-------- DATASET --------

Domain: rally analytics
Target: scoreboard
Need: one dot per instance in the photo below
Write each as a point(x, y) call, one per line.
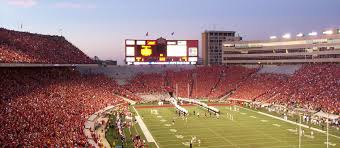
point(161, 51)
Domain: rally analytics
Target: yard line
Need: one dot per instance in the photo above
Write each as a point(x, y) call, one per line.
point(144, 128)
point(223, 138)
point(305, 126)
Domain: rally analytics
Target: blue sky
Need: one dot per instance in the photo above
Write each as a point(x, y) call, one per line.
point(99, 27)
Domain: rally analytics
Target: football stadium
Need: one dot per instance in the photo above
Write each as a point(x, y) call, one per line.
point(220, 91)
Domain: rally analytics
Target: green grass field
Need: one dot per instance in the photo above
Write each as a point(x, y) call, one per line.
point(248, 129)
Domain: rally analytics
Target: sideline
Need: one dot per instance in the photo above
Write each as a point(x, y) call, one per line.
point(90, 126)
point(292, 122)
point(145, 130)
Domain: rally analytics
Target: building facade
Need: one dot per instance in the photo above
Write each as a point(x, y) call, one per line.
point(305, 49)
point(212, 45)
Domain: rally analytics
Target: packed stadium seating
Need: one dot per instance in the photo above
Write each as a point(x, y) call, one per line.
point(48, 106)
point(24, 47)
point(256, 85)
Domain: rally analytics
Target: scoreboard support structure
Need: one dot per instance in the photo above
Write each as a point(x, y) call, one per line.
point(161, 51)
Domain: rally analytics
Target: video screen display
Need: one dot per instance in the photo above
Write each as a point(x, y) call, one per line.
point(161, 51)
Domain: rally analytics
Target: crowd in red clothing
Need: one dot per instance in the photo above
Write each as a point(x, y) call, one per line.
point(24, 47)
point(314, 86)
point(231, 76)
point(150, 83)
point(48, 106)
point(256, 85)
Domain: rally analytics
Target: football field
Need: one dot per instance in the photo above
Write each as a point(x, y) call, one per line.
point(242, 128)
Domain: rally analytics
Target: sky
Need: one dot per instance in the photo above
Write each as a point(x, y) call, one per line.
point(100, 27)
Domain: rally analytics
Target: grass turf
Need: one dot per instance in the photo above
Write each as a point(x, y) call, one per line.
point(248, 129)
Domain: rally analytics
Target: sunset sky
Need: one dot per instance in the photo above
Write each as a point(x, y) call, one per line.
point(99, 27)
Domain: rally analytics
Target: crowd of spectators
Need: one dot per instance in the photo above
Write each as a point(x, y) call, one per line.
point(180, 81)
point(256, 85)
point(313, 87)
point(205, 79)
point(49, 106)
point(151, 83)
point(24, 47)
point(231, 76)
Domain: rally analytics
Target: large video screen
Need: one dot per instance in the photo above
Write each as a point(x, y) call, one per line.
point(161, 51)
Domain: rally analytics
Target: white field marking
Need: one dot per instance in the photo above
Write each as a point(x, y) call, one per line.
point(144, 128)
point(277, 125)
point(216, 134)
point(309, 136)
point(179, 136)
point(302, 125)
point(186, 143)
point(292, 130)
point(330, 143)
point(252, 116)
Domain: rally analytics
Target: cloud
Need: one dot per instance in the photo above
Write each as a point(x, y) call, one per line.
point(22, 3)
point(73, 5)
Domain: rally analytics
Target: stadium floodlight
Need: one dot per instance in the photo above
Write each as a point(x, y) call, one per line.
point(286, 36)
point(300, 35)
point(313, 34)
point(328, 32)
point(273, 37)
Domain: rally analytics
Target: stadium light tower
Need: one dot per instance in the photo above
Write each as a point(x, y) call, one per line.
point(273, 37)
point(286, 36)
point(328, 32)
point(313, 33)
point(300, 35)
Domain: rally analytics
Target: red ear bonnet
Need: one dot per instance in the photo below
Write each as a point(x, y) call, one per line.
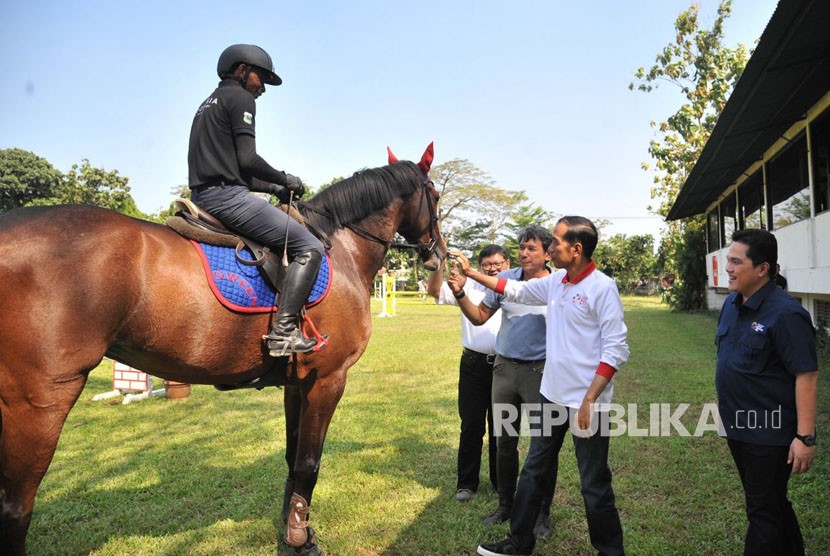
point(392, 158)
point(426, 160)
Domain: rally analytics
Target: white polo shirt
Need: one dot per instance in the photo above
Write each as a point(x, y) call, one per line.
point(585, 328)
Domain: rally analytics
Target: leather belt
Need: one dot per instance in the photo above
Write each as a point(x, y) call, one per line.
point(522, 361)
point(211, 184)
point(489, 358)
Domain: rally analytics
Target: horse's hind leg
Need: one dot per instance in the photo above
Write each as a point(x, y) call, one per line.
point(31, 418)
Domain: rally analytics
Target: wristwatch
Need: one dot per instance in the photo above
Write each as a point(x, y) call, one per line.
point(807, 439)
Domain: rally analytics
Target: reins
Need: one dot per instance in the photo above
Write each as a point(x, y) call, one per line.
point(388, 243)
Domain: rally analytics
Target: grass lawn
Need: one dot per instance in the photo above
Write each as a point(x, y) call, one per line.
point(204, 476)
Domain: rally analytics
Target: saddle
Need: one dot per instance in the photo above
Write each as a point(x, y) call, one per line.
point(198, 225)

--------
-------- DATASET --------

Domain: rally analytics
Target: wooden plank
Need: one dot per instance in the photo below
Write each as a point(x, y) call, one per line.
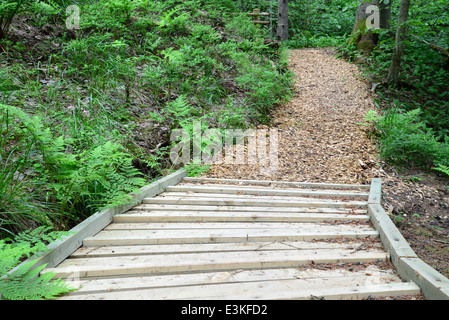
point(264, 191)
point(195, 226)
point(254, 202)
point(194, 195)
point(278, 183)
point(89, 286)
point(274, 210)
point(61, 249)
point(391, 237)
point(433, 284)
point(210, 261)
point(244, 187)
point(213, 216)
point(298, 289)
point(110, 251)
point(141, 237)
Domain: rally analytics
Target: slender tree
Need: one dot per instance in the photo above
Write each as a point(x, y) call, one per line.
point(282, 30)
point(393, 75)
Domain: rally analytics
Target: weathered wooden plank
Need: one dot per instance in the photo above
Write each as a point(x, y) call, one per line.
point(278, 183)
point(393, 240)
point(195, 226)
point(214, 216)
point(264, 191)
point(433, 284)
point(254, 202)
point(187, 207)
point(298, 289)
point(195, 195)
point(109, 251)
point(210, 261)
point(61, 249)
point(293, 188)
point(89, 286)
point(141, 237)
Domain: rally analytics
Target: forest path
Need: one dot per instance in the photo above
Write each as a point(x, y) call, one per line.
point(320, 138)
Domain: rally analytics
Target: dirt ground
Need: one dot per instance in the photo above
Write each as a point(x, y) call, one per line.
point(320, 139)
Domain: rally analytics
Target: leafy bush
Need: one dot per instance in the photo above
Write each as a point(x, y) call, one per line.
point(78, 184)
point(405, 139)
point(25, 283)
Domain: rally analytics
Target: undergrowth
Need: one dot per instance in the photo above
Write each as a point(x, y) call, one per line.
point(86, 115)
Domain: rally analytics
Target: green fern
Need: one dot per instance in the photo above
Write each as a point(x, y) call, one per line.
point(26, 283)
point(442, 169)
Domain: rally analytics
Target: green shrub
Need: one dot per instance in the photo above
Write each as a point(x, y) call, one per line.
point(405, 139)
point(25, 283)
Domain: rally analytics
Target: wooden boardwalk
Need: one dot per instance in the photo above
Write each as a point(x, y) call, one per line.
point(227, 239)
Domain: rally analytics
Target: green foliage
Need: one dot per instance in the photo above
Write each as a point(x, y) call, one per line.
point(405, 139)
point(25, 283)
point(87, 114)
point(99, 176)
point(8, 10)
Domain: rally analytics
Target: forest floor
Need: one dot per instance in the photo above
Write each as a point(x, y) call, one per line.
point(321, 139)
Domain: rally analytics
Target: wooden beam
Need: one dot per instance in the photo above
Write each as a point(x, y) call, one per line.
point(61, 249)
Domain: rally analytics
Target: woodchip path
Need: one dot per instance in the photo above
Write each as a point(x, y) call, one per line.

--------
-------- DATASET --------

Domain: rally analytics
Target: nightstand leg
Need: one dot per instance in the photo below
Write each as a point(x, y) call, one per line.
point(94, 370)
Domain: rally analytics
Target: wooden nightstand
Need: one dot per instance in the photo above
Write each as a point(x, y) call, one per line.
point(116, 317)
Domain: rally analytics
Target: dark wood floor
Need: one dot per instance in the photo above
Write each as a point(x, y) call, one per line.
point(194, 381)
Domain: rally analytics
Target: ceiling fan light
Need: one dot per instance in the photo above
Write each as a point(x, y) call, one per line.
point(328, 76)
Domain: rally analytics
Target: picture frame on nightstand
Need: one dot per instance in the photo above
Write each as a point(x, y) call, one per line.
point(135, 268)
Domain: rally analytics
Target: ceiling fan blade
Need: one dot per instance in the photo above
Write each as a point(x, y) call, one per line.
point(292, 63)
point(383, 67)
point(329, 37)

--------

**WORK TASK**
The answer must be every line of the data that holds the word "ceiling".

**RESPONSE**
Target: ceiling fan light
Target: ceiling fan blade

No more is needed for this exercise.